Reading passage:
+ + + + +

In some embodiments, the business rules include the landing
web-page performance and merchant conversions. In the case of the
landing web-page performance, in general the COR may be the driving
criteria of whether a keyword can succeed. Based on a comparison of
the historical eCOR and the measured COR of a batch of keywords and
an acceptable level of risk, the eCOR can be specified.
[0080] Furthermore, at a high level, some properties of keywords
and the product web page tend to favor merchant conversions. These
features may be extracted by measuring conversions at the merchant
website and segmenting keyword properties. For example, some
merchants may provide feedback to the comparison-shopping engine
indicating that certain keywords did not perform well (e.g., did
not result is sales), so these keywords may not be published.
Alternatively, if no one else is bidding on a given keyword on a
search engine or ad-network, then this keyword may not be
published.
[0081] Note that the information and/or the additional information
in search-engine marketing system 300 may be stored at one or more
locations in search-engine marketing system 300 (i.e., locally or
remotely). Moreover, because this data may be sensitive in nature,
it may be encrypted.
[0082] FIG. 4 presents a block diagram illustrating a computer
system 400 in search-engine marketing system 300 (FIG. 3) that
performs method 100 (FIGS. 1 and 2). Computer system 400 includes
one or more processing units or processors 410, a communication
interface 412, a user interface 414, and one or more signal lines
422 coupling these components together. Note that the one or more
processors 410 may support parallel processing and/or
multi-threaded operation, the communication interface 412 may have
a persistent communication connection, and the one or more signal
lines 422 may constitute a communication bus. Moreover, the user
interface 414 may include: a display 416, a keyboard 418, and/or a
pointer 420, such as a mouse.

+ + + + +

Entries shown:

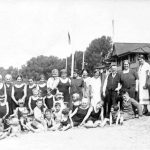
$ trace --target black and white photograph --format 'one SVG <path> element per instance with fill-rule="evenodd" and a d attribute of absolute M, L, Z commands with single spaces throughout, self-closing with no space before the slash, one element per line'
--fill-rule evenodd
<path fill-rule="evenodd" d="M 0 149 L 149 150 L 150 0 L 0 0 Z"/>

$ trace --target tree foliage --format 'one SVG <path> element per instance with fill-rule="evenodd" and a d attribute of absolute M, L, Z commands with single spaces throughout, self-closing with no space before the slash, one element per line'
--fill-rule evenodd
<path fill-rule="evenodd" d="M 112 41 L 110 37 L 102 36 L 94 39 L 85 52 L 87 68 L 93 70 L 94 67 L 101 65 L 111 48 Z"/>
<path fill-rule="evenodd" d="M 103 60 L 110 52 L 112 42 L 110 37 L 102 36 L 101 38 L 94 39 L 89 47 L 85 51 L 85 68 L 92 71 L 94 67 L 101 65 Z M 79 71 L 82 70 L 82 58 L 83 52 L 76 51 L 74 56 L 74 68 Z M 71 74 L 71 59 L 72 56 L 67 58 L 67 71 Z M 5 76 L 6 73 L 12 74 L 15 79 L 18 73 L 21 73 L 24 78 L 34 77 L 39 80 L 41 74 L 44 74 L 48 78 L 51 74 L 52 69 L 57 68 L 58 70 L 66 67 L 66 60 L 59 59 L 55 56 L 38 56 L 33 57 L 27 61 L 26 65 L 23 65 L 20 70 L 10 66 L 8 69 L 0 67 L 0 73 Z"/>
<path fill-rule="evenodd" d="M 25 78 L 34 77 L 39 79 L 41 74 L 44 74 L 48 78 L 52 69 L 57 68 L 61 70 L 65 67 L 65 60 L 59 59 L 55 56 L 38 56 L 31 58 L 27 65 L 23 65 L 21 73 Z"/>

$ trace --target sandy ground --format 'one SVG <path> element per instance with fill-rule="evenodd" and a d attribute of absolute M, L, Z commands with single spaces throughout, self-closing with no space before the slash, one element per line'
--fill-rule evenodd
<path fill-rule="evenodd" d="M 123 126 L 30 133 L 0 141 L 4 150 L 150 150 L 150 117 Z"/>

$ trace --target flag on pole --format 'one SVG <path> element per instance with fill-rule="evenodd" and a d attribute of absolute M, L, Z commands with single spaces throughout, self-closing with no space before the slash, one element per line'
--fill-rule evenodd
<path fill-rule="evenodd" d="M 71 44 L 70 33 L 68 32 L 68 44 Z"/>

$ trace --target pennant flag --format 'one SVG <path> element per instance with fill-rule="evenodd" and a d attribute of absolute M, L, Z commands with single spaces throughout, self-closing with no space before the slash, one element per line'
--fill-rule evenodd
<path fill-rule="evenodd" d="M 70 33 L 68 32 L 68 43 L 71 44 Z"/>

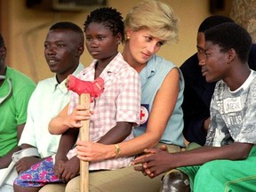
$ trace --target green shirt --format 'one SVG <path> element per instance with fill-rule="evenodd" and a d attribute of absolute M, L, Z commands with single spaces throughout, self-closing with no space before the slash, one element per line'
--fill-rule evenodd
<path fill-rule="evenodd" d="M 0 156 L 17 146 L 17 127 L 26 123 L 28 103 L 35 88 L 31 79 L 7 67 L 0 87 Z"/>

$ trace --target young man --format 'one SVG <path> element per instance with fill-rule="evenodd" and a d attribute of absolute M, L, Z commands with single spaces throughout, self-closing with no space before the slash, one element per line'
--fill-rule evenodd
<path fill-rule="evenodd" d="M 205 146 L 173 154 L 151 148 L 145 150 L 151 156 L 140 156 L 133 164 L 143 164 L 135 169 L 151 178 L 172 170 L 164 179 L 162 191 L 189 191 L 189 180 L 196 192 L 255 191 L 256 72 L 248 66 L 252 38 L 236 23 L 218 25 L 204 36 L 202 75 L 209 83 L 219 81 Z"/>
<path fill-rule="evenodd" d="M 18 142 L 27 118 L 27 107 L 36 88 L 35 83 L 24 74 L 6 66 L 6 47 L 0 34 L 0 191 L 12 191 L 5 183 L 7 167 L 12 155 L 20 150 Z M 2 178 L 3 177 L 3 178 Z M 8 182 L 9 183 L 9 182 Z M 12 183 L 12 182 L 11 182 Z"/>
<path fill-rule="evenodd" d="M 84 49 L 83 30 L 75 23 L 58 22 L 50 28 L 44 41 L 44 56 L 50 70 L 56 75 L 40 81 L 33 92 L 28 108 L 28 124 L 19 143 L 22 148 L 36 148 L 40 158 L 21 158 L 16 164 L 18 172 L 57 153 L 60 136 L 52 135 L 48 124 L 69 101 L 66 79 L 84 68 L 79 63 Z"/>
<path fill-rule="evenodd" d="M 201 146 L 205 143 L 210 123 L 210 102 L 216 84 L 216 82 L 205 81 L 199 66 L 199 62 L 204 62 L 204 31 L 225 22 L 234 22 L 234 20 L 222 15 L 212 15 L 206 18 L 199 26 L 197 32 L 197 53 L 188 58 L 180 66 L 185 79 L 182 104 L 183 135 L 188 142 L 196 142 Z M 251 68 L 256 69 L 256 44 L 252 44 L 251 48 L 248 64 Z"/>

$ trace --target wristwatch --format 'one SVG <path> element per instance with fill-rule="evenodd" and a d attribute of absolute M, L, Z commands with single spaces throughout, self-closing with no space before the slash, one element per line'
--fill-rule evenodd
<path fill-rule="evenodd" d="M 117 144 L 115 145 L 115 148 L 116 148 L 116 158 L 117 158 L 121 153 L 121 148 L 119 148 L 119 146 Z"/>

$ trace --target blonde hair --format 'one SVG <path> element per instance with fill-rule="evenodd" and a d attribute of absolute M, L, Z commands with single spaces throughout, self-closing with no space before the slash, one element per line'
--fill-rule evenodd
<path fill-rule="evenodd" d="M 153 36 L 168 43 L 178 41 L 178 23 L 172 7 L 155 0 L 140 2 L 129 11 L 124 20 L 125 29 L 148 29 Z"/>

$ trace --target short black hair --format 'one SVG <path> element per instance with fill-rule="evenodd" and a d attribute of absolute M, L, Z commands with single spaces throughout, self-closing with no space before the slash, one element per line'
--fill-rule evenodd
<path fill-rule="evenodd" d="M 67 29 L 67 30 L 72 30 L 77 33 L 81 33 L 84 36 L 82 28 L 77 26 L 76 24 L 73 22 L 68 22 L 68 21 L 61 21 L 61 22 L 57 22 L 53 24 L 49 30 L 54 30 L 54 29 Z"/>
<path fill-rule="evenodd" d="M 118 33 L 122 35 L 122 38 L 124 36 L 124 25 L 122 14 L 117 12 L 116 9 L 112 7 L 100 7 L 92 11 L 88 16 L 84 24 L 84 32 L 92 22 L 103 23 L 103 25 L 108 28 L 113 36 L 116 36 Z"/>
<path fill-rule="evenodd" d="M 2 34 L 0 34 L 0 47 L 3 47 L 4 46 L 4 38 L 2 36 Z"/>
<path fill-rule="evenodd" d="M 204 32 L 205 41 L 218 44 L 221 52 L 233 48 L 242 62 L 247 62 L 252 44 L 250 34 L 236 23 L 222 23 Z"/>
<path fill-rule="evenodd" d="M 225 22 L 235 22 L 231 18 L 223 15 L 212 15 L 206 18 L 199 26 L 198 33 Z"/>

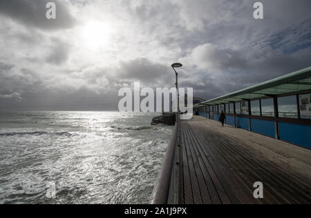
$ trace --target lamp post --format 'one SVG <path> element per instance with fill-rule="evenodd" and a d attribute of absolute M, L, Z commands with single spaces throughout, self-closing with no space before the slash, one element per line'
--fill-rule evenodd
<path fill-rule="evenodd" d="M 173 68 L 173 70 L 174 70 L 175 75 L 176 77 L 176 90 L 177 90 L 177 112 L 176 112 L 176 127 L 177 127 L 177 148 L 176 148 L 176 167 L 174 168 L 174 179 L 175 181 L 173 183 L 173 190 L 174 190 L 174 199 L 173 202 L 176 204 L 178 204 L 179 200 L 179 189 L 180 189 L 180 165 L 179 164 L 180 162 L 180 111 L 179 111 L 179 90 L 178 90 L 178 73 L 176 72 L 175 68 L 181 68 L 182 66 L 182 64 L 180 63 L 175 63 L 171 65 L 171 67 Z"/>

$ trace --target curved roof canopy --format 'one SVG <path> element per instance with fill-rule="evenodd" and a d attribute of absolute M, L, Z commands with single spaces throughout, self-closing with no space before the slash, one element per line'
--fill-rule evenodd
<path fill-rule="evenodd" d="M 311 67 L 196 104 L 223 104 L 311 91 Z"/>

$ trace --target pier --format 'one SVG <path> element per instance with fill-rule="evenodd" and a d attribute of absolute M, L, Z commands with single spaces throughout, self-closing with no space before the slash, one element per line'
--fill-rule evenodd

+ + + + +

Your objective: In the passage on search-engine marketing, why may the stored data be encrypted? Rely only on the passage on search-engine marketing, not on the listing.

Result of this exercise: Because the data may be sensitive in nature.